▶ **Problem requirements**: List every slash-joined pair of words in the passage below on vertical integration and subcontracting.
-- Start Selected excerpt --
A neo-Marxian economist with a historical sense of capitalism, such as Andre Friedman, has thrown light as follows on this missing topic in the mainstream curriculum.
To begin with, in general, the extent of vertical integration or its reverse subcontracting/outsourcing option is affected by scale economies. In traditional industries based on the system of batch production of low technology, ‘discrete’ products with limited or without any technical economies of scale and subject to fast changing demand, social division of labour and specialisation through subcontracting has been by and large the form of production organisation. In modern industries where the final assembly and the production of certain critical parts (especially those involving firm specific, proprietary technology) are subject to scale economies. One would expect their internalisation by a large firm at least at their respective ‘minimum efficient scale of production’ so that there would be no incompatibility between final assembly and parts-making. Since not all the items/operations can be internally produced at their respective efficient scales of production, it is very reasonable to expect the tendency to purchase and subcontract out certain standardised and non-standardised items respectively. The outsourcing/subcontracting relationship thus emerges and sustains itself on the hope that the firms which supply the components and processes supply a number of firms, and so achieve economies of scale, which their customers would not achieve if they did not buy out.
-- End Selected excerpt --
-- Start Supplied information --
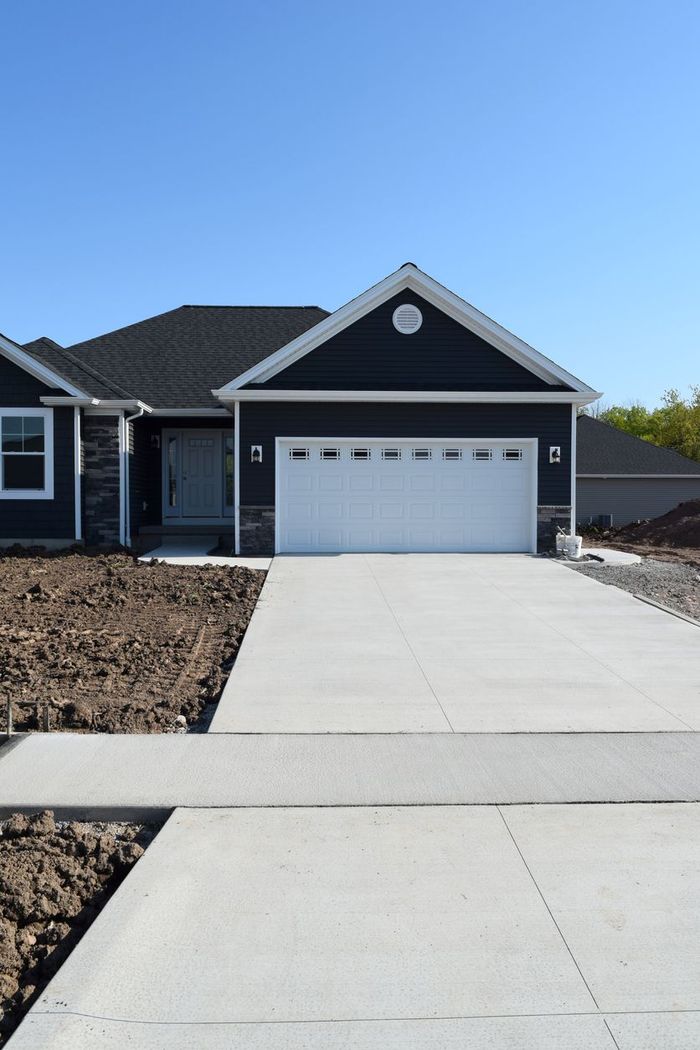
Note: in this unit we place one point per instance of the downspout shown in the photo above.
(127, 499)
-- End Supplied information --
-- Start Supplied information --
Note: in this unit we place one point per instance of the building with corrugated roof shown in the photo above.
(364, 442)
-- End Supplied information --
▶ **Task solution**:
subcontracting/outsourcing
items/operations
outsourcing/subcontracting